● Directions:
- a) List the countries that the text on Nepal's economy names as leading the humanitarian assistance after the earthquake.
- b) Proceed with the text on Nepal's economy, picking up after its last sentence.

● Document segment:
* BEGIN *

Higher public spending in infrastructure, the recent hike in public sector wages and pick up in exports following amendments to labors will support higher growth in Bangladesh.

The slow reconstruction work after the earthquake and the supplies disruptions will lower growth in Nepal

Bhutan's growth will remain strong on account of progress in major hydropower projects (three are expected to come online by 2017, boosting exports to India and fiscal revenues).

Regional growth (at market prices, constant 2010 USD) is expected to be slightly better than last year: 7.3% in 2016 versus 7.0% in 2015 (calendar year basis).

UPDATE (2016-01-08): The IMF team has produced an excellent set of charts depicting fiscal, external and monetary sectors developments (especially relevant to see the developments since the earthquake and the trade disruptions along the border).

Tuesday, January 5, 2016

Nepalese economy in 2015: Triple whammy of earthquake, blockade and bad politics

Triple whammy2015 was a notably bad year for the economy on three fronts

The April earthquake destroyed physical infrastructure and livelihoods, the trade embargo has disrupted economic activities, and finally Prime Minister Oil-led government is undermining already weak institutions of the country. Among these natural, economic and governance shocks inflicted on the Nepali people and the battered economy, the impact of tinkering with institutions for political gains may potentially turn out to be more debilitating for the nation in the long term.

Catastrophic earthquake

The earthquake and its subsequent aftershocks killed more than 9,000 people, damaged property and public infrastructure, lowered economic growth and per capita income, and thus, increased poverty. Gross Domestic Product (GDP) growth of Nepal dropped by over 1.5 percentage points to 3.0 percent from an estimated 4.6 percent in a no-earthquake scenario. Similarly, nominal per capita income was lowered by about $23. An additional 700,000 to 982,000 people were pushed below the poverty line. The monetary value of the damage was estimated to be about $6.7 billion, almost half of it attributed to housing and human settlement. This natural disaster disrupted and dislocated production networks and distribution systems, whose impact on the economy will linger for years to come unless they are quickly rebuilt following more resilient standards.

The international community liberally launched an unprecedented scale of humanitarian assistance, most notably led by India, Japan, China, and the United States. Equally generous were the financial commitments for reconstruction—to the tune of $4 billion—by bilateral donors and multilateral institutions like Asian Development Bank, World Bank and International Monetary Fund. The 2016 budget anchored on these financial commitments and appropriated about $910 million (3.8 percent  of GDP) for rehabilitation and reconstruction work.

* END *

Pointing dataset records

* BEGIN *

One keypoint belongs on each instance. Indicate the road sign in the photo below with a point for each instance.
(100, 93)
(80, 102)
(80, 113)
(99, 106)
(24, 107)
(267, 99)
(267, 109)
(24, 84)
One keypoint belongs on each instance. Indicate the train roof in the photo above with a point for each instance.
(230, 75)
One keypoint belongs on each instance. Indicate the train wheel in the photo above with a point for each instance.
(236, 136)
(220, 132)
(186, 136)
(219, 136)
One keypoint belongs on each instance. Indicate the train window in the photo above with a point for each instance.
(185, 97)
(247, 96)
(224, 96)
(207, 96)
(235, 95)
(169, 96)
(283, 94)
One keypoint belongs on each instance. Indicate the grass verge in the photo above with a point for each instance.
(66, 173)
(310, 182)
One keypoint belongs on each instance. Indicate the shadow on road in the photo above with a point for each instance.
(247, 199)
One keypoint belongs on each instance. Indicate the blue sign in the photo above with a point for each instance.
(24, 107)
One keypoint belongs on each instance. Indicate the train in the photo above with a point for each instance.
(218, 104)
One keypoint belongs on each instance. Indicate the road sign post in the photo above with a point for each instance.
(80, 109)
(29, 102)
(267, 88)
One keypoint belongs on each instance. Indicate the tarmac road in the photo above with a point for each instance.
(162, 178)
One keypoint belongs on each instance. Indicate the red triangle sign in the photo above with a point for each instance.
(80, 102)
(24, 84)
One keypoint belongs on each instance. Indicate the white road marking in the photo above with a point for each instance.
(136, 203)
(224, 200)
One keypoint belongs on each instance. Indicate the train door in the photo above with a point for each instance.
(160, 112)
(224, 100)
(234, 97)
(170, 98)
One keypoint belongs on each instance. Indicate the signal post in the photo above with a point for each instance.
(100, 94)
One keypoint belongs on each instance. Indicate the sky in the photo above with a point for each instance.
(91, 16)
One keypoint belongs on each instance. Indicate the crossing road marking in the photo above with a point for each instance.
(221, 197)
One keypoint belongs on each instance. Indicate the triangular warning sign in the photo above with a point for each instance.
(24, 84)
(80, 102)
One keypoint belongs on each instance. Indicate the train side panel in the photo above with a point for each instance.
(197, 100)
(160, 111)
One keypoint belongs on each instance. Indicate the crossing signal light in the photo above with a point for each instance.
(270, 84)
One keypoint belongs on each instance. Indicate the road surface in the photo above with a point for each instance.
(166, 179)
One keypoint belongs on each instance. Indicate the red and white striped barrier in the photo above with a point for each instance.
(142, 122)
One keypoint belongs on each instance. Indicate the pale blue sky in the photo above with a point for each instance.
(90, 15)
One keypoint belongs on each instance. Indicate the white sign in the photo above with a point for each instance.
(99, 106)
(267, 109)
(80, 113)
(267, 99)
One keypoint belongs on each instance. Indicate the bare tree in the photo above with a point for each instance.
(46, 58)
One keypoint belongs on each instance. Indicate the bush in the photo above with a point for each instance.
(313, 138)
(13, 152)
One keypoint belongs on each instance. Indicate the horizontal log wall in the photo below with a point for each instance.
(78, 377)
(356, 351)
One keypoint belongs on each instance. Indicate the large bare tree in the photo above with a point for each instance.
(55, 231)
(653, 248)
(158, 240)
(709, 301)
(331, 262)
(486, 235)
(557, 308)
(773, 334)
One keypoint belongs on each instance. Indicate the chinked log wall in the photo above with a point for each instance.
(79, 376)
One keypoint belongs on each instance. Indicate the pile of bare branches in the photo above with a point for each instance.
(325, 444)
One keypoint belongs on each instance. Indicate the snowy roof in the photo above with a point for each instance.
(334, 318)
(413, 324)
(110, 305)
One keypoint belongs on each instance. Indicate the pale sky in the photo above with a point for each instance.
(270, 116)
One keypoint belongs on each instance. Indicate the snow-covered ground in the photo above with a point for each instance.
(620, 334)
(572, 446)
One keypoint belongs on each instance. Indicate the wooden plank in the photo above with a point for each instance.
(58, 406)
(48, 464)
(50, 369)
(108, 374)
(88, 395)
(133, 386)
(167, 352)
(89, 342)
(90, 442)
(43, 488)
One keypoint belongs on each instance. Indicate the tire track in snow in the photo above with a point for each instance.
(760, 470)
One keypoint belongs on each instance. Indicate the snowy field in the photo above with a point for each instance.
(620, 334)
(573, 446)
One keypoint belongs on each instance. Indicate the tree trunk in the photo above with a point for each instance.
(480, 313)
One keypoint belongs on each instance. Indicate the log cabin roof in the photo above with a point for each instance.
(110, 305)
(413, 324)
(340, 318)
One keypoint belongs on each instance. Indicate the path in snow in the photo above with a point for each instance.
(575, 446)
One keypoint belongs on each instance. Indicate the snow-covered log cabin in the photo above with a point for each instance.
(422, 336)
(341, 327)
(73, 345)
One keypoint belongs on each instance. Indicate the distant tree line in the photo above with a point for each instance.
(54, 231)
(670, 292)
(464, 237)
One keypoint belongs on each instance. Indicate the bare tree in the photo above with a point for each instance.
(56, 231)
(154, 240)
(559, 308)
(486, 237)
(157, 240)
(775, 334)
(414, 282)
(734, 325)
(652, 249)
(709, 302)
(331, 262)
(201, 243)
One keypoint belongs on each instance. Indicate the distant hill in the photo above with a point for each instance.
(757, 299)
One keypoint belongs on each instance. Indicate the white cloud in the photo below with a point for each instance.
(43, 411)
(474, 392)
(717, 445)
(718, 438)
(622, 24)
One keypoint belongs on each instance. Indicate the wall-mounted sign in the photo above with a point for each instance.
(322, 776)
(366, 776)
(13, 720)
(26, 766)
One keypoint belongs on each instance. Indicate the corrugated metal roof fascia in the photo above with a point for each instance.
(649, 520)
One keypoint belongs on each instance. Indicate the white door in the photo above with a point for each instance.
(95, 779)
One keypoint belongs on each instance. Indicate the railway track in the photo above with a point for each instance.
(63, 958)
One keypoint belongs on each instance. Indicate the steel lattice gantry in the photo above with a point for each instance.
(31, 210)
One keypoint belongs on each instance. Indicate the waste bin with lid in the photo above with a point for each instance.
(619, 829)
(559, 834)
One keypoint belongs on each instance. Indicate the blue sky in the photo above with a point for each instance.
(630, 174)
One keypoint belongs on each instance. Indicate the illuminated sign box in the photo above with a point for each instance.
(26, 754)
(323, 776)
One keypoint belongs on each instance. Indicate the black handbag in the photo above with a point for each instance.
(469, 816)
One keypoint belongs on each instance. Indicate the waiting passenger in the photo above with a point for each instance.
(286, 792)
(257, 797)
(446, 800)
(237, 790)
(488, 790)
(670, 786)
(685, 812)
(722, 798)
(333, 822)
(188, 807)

* END *
* BEGIN *

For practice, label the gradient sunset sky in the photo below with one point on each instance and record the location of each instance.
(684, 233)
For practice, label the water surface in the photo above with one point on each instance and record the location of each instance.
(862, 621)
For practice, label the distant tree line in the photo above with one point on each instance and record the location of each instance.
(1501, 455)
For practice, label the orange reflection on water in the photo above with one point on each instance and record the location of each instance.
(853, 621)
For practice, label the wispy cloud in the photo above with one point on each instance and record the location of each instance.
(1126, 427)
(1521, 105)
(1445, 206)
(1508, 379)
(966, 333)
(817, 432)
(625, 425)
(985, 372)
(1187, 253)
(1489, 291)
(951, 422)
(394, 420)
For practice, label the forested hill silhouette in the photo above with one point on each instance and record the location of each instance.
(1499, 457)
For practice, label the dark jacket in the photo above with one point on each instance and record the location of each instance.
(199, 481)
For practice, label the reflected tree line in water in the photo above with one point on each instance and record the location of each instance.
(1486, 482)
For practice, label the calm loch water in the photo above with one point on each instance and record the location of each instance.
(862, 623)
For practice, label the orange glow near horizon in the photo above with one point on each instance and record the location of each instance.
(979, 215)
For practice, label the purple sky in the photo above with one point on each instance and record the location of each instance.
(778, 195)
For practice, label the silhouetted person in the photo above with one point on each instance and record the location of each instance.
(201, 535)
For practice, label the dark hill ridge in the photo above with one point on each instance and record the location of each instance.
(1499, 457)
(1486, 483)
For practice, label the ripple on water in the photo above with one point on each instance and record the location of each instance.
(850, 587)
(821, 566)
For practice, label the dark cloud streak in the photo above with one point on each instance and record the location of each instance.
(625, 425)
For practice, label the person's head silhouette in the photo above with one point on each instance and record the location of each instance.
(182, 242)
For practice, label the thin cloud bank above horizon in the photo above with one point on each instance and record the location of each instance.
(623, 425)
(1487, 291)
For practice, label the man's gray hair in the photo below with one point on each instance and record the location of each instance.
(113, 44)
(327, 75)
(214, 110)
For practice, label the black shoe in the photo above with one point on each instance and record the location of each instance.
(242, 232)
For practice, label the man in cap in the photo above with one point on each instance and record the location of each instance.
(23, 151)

* END *
* BEGIN *

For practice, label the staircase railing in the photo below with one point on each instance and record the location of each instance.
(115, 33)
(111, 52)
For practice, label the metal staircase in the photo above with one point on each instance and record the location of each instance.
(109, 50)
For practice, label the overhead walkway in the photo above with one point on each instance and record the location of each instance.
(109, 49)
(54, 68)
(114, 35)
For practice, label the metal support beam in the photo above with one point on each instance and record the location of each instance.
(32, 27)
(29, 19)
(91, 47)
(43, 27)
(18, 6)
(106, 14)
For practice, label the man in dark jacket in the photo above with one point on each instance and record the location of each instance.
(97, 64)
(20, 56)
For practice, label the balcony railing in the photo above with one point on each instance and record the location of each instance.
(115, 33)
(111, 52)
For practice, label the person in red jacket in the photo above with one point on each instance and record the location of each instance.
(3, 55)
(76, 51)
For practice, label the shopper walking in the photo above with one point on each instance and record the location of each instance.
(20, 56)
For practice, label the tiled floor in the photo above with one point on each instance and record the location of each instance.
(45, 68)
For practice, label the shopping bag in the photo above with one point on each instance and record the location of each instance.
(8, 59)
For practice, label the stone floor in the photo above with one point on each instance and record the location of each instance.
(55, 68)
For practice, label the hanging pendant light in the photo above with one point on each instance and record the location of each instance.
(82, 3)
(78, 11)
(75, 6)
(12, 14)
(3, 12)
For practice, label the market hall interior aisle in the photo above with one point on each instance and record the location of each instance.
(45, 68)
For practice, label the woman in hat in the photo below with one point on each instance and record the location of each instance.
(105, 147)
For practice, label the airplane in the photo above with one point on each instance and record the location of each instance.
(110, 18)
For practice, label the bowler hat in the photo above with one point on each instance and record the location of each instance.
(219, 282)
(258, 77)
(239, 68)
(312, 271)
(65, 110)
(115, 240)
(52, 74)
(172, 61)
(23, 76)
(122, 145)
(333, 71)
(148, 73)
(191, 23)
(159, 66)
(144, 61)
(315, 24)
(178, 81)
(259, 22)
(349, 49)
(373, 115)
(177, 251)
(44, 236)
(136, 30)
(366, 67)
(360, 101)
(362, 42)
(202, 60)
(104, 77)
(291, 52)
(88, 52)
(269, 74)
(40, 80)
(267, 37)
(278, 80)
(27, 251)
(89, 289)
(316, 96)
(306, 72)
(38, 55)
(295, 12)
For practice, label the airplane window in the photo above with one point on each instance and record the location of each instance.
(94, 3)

* END *

● Exercise results:
- a) India, Japan, China, and the United States.

- b)
Understandably, expectations were high and there was consensus on accelerating reconstruction with the accepted ‘build back better’ principles. However, the delay in decision making by the government, the seemingly sluggish bureaucracy, and the egotistic political infighting for the National Reconstruction Authority (NRA) frustrated the quake victims and international community. The NRA bill was passed eight months after the earthquake and key decisions of the previous government overturned to suit political interests. While the political apparatus appeared colder and callous than expected when it came to accelerating the reconstruction, the increasingly lethargic bureaucracy seemed inept in swiftly handling normal bureaucratic assignments. Consequently, actual public capital spending is barely above 75 percent of planned spending. Worse, despite the availability of resources, relief distribution and reconstruction are slow and painful.


The blockade

The blockade came immediately after the promulgation of the constitution on September 20. Given that almost 60 percent of Nepal’s trade is with India and it is the only supplier of petroleum fuel and cooking gas, the disruptions at major custom points are virtually stalling and derailing economic activities. It will have far-reaching consequences on the economic potential, production linkages within and among sectors, employment generation, and stability of capital flows.

The Tarai region accounts for about 51 percent of agricultural output, 52 percent of industrial output and 40 percent of services output. It houses about half of the population, which is quite heterogeneous in terms of ethnicity, class, culture, language, literacy, income profile, and employment opportunities. The trade and transportation disruptions in this region have a knock-on effect on production and distribution networks throughout the country. The lack of fuel and cooking gas is crippling household as well as business activities. The uncertainty over market demand and supply has either delayed or destroyed agricultural harvesting, depleting an important source of employment and income source for about 75 percent of the population who depend on agriculture for livelihood.

The blockade-induced shortage of chemical fertilisers is turning fertile agricultural fields into barren lands, and the lack of raw materials and fuel has delayed almost all development projects that are critical to not only accelerate existing economic growth, but also to expand the boundaries of potential growth and employment opportunities. Consequently, for the first time in over two-and-a-half decades, the economy may probably grow at a negative rate. Meantime, prices of general goods and services will stay high, public capital spending may be even lower, more youths may seek employment opportunities overseas, and more households will be pushed below the poverty line.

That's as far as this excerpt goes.